- [PROMPT]: Can you write out all the rows below again with "rough mask" changed to "coarse mask" everywhere and nothing else altered, leaving the pictures out?
** Opening GIVEN ENTRIES block **
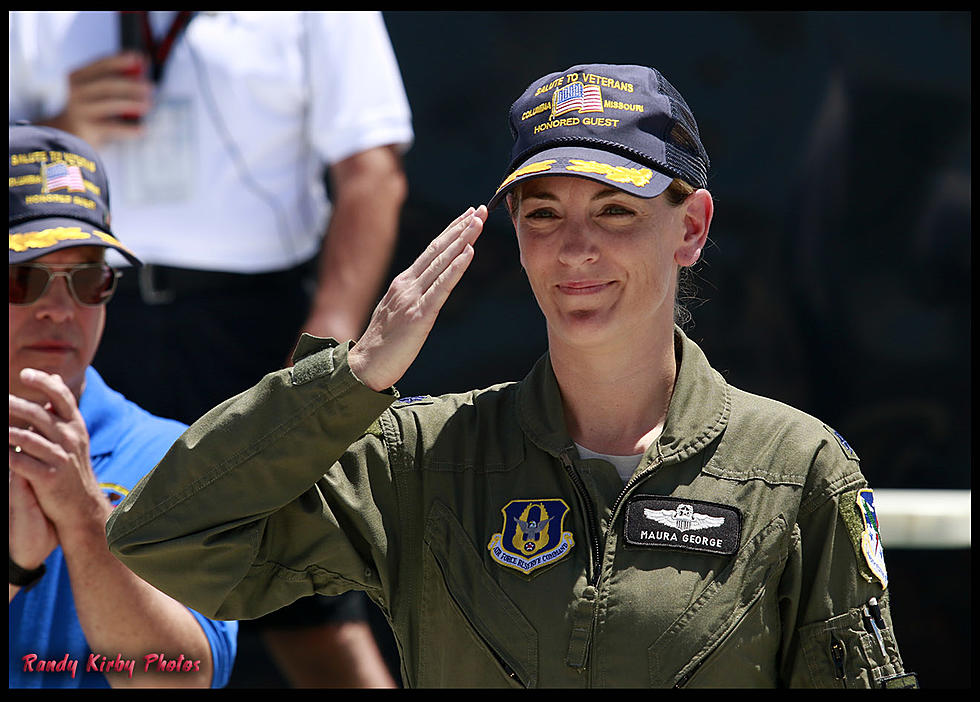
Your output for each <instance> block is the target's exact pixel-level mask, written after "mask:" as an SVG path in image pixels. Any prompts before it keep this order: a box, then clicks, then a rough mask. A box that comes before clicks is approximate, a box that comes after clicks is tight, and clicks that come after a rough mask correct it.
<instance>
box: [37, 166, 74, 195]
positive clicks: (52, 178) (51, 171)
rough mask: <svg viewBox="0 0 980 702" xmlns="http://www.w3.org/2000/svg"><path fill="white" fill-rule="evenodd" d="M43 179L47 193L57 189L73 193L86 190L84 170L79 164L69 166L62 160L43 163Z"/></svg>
mask: <svg viewBox="0 0 980 702" xmlns="http://www.w3.org/2000/svg"><path fill="white" fill-rule="evenodd" d="M41 179H42V181H43V184H44V192H46V193H50V192H54V191H55V190H67V191H68V192H71V193H83V192H85V184H84V183H83V182H82V171H81V169H80V168H79V167H78V166H69V165H67V164H64V163H61V162H55V163H47V164H43V165H42V166H41Z"/></svg>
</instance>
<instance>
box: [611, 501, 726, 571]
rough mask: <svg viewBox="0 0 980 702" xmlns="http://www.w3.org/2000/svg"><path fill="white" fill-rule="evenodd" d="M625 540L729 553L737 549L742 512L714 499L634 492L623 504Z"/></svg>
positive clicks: (647, 546) (633, 541)
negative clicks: (703, 500) (627, 499)
mask: <svg viewBox="0 0 980 702" xmlns="http://www.w3.org/2000/svg"><path fill="white" fill-rule="evenodd" d="M625 532H626V534H625V535H626V543H628V544H630V545H632V546H645V547H653V548H674V549H679V550H682V551H700V552H703V553H717V554H720V555H725V556H728V555H731V554H733V553H735V552H736V551H737V550H738V545H739V539H740V538H741V534H742V515H741V513H740V512H739V511H738V510H737V509H735V508H734V507H729V506H727V505H719V504H715V503H714V502H702V501H700V500H688V499H684V498H678V497H662V496H660V495H637V496H636V497H633V498H632V499H631V500H630V501H629V502H627V503H626V520H625Z"/></svg>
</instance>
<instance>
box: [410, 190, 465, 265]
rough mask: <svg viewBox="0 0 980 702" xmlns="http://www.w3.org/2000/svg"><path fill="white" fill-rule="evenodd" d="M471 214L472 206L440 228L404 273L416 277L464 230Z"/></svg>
mask: <svg viewBox="0 0 980 702" xmlns="http://www.w3.org/2000/svg"><path fill="white" fill-rule="evenodd" d="M472 214H473V208H472V207H470V208H469V209H467V210H466V212H464V213H463V214H461V215H460V216H459V217H457V218H456V219H454V220H453V221H452V223H450V225H449V226H448V227H446V228H445V229H443V230H442V233H441V234H439V236H437V237H436V238H435V239H433V240H432V241H431V242H430V243H429V245H428V246H427V247H425V251H423V252H422V253H421V254H419V257H418V258H416V259H415V261H414V262H413V263H412V265H411V266H409V267H408V268H407V269H406V271H405V272H406V273H407V274H408V275H410V276H414V277H415V278H418V277H419V276H421V275H422V273H423V272H424V271H425V270H426V269H427V268H428V267H429V265H430V264H431V263H432V261H433V260H434V259H435V258H436V257H438V256H439V254H441V253H442V252H443V251H444V250H445V249H446V247H448V246H449V245H450V244H451V243H452V242H453V241H454V240H455V239H457V238H458V237H459V235H460V233H461V232H462V231H463V230H465V228H466V224H467V222H468V220H469V217H471V216H472Z"/></svg>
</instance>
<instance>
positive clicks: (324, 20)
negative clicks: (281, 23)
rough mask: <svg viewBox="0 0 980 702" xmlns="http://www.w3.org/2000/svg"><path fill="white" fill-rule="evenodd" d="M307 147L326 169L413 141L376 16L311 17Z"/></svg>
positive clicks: (387, 47) (307, 21)
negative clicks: (310, 142)
mask: <svg viewBox="0 0 980 702" xmlns="http://www.w3.org/2000/svg"><path fill="white" fill-rule="evenodd" d="M305 21H306V23H307V30H308V33H307V51H308V56H307V67H308V71H309V77H310V91H311V95H310V119H309V124H308V129H309V130H310V141H311V142H312V144H313V146H314V148H315V149H316V150H317V153H318V154H319V155H320V156H321V158H323V160H324V161H326V162H327V163H328V164H330V163H336V162H337V161H340V160H342V159H344V158H347V157H348V156H351V155H352V154H355V153H357V152H359V151H363V150H365V149H369V148H372V147H375V146H384V145H388V144H397V145H399V146H400V147H401V150H402V151H406V150H407V149H408V148H409V147H410V146H411V143H412V141H413V139H414V134H413V131H412V116H411V110H410V108H409V104H408V97H407V96H406V94H405V87H404V85H403V83H402V78H401V72H400V71H399V67H398V62H397V60H396V58H395V53H394V49H393V48H392V46H391V40H390V39H389V37H388V32H387V29H386V27H385V24H384V19H383V17H382V16H381V13H380V12H322V13H321V12H315V13H314V12H310V13H306V16H305Z"/></svg>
** Closing GIVEN ENTRIES block **
- [YOUR SOLUTION]:
Your output for each <instance> block is the target's exact pixel-level mask, written after "mask:" as an SVG path in image pixels. Any prompts before it keep this order: a box, then clicks, then a coarse mask. A box that comes before clicks is approximate, a box that comes after clicks is tight, and clicks that come after a coarse mask correct it.
<instance>
box: [37, 166, 74, 195]
positive clicks: (52, 178) (51, 171)
coarse mask: <svg viewBox="0 0 980 702" xmlns="http://www.w3.org/2000/svg"><path fill="white" fill-rule="evenodd" d="M43 179L47 193L57 189L73 193L86 190L84 170L79 164L69 166L62 160L43 163Z"/></svg>
mask: <svg viewBox="0 0 980 702" xmlns="http://www.w3.org/2000/svg"><path fill="white" fill-rule="evenodd" d="M41 179H42V181H43V184H44V192H46V193H50V192H54V191H55V190H67V191H68V192H71V193H83V192H85V184H84V183H83V182H82V171H81V169H80V168H79V167H78V166H69V165H67V164H64V163H61V162H55V163H47V164H43V165H42V166H41Z"/></svg>
</instance>
<instance>
box: [611, 501, 726, 571]
coarse mask: <svg viewBox="0 0 980 702" xmlns="http://www.w3.org/2000/svg"><path fill="white" fill-rule="evenodd" d="M625 540L729 553L737 549L742 512L714 499L634 492L623 504Z"/></svg>
positive clicks: (647, 546) (633, 541)
negative clicks: (703, 500) (627, 499)
mask: <svg viewBox="0 0 980 702" xmlns="http://www.w3.org/2000/svg"><path fill="white" fill-rule="evenodd" d="M625 532H626V534H625V535H626V543H628V544H630V545H632V546H645V547H653V548H674V549H679V550H682V551H700V552H703V553H717V554H720V555H725V556H728V555H731V554H733V553H735V552H736V551H737V550H738V545H739V539H740V538H741V534H742V515H741V513H740V512H739V511H738V510H737V509H735V508H734V507H729V506H727V505H719V504H715V503H714V502H702V501H700V500H688V499H684V498H678V497H662V496H660V495H637V496H636V497H633V498H632V499H631V500H630V501H629V502H627V503H626V520H625Z"/></svg>
</instance>
<instance>
box: [410, 190, 465, 265]
coarse mask: <svg viewBox="0 0 980 702" xmlns="http://www.w3.org/2000/svg"><path fill="white" fill-rule="evenodd" d="M471 214L472 206L440 228L404 273L416 277L464 230Z"/></svg>
mask: <svg viewBox="0 0 980 702" xmlns="http://www.w3.org/2000/svg"><path fill="white" fill-rule="evenodd" d="M472 214H473V208H472V207H470V208H469V209H467V210H466V212H464V213H463V214H461V215H460V216H459V217H457V218H456V219H454V220H453V221H452V223H450V225H449V226H448V227H446V228H445V229H443V230H442V233H441V234H439V236H437V237H436V238H435V239H433V240H432V241H431V242H430V243H429V245H428V246H427V247H425V251H423V252H422V253H421V254H419V257H418V258H416V259H415V261H414V262H413V263H412V265H411V266H409V267H408V268H407V269H406V271H405V272H406V273H407V274H408V275H410V276H414V277H415V278H418V277H419V276H421V275H422V273H423V272H424V271H425V270H426V269H427V268H428V267H429V265H430V264H431V263H432V261H433V260H434V259H435V258H436V257H438V256H439V254H441V253H442V252H443V251H444V250H445V249H446V247H448V246H449V245H450V244H451V243H452V242H453V241H454V240H455V239H457V238H458V237H459V235H460V233H461V232H462V231H463V230H465V228H466V224H467V222H468V220H469V217H471V216H472Z"/></svg>
</instance>
<instance>
positive clicks: (324, 20)
negative clicks: (281, 23)
coarse mask: <svg viewBox="0 0 980 702" xmlns="http://www.w3.org/2000/svg"><path fill="white" fill-rule="evenodd" d="M307 147L326 169L413 141L376 16L311 17Z"/></svg>
positive clicks: (387, 47) (307, 21)
negative clicks: (310, 142)
mask: <svg viewBox="0 0 980 702" xmlns="http://www.w3.org/2000/svg"><path fill="white" fill-rule="evenodd" d="M305 21H306V23H307V30H308V33H307V51H308V56H307V67H308V71H309V77H310V91H311V95H310V119H309V124H308V129H309V130H310V141H311V142H312V144H313V146H314V148H315V149H316V150H317V153H318V154H319V155H320V156H321V158H323V160H324V161H326V162H327V163H328V164H330V163H336V162H337V161H340V160H342V159H344V158H347V157H348V156H351V155H352V154H355V153H357V152H359V151H363V150H365V149H369V148H372V147H375V146H384V145H388V144H397V145H399V146H400V147H401V150H402V151H406V150H407V149H408V148H409V147H410V146H411V143H412V141H413V139H414V134H413V131H412V116H411V110H410V108H409V104H408V97H407V96H406V94H405V87H404V85H403V83H402V78H401V72H400V71H399V67H398V62H397V60H396V58H395V53H394V49H393V48H392V46H391V40H390V39H389V37H388V32H387V29H386V27H385V24H384V19H383V17H382V16H381V13H380V12H322V13H321V12H315V13H314V12H310V13H306V16H305Z"/></svg>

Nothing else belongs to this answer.